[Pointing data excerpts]
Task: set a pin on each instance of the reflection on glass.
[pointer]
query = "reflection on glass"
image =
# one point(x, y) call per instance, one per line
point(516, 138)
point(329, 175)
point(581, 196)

__GIVEN EXERCISE__. Please format the listing as a two-column CSV with the headers instruction and response, one row for each entry. Put each entry's text in one quoted field and its answer in another, and replace every line break with a space.

__REPLY TO THE TASK__.
instruction,response
"Task: set a pin on each instance of the reflection on glass. [pointer] query = ""reflection on glass"" image = # one point(x, y) call per instance, one per line","point(516, 138) point(329, 175) point(581, 196)"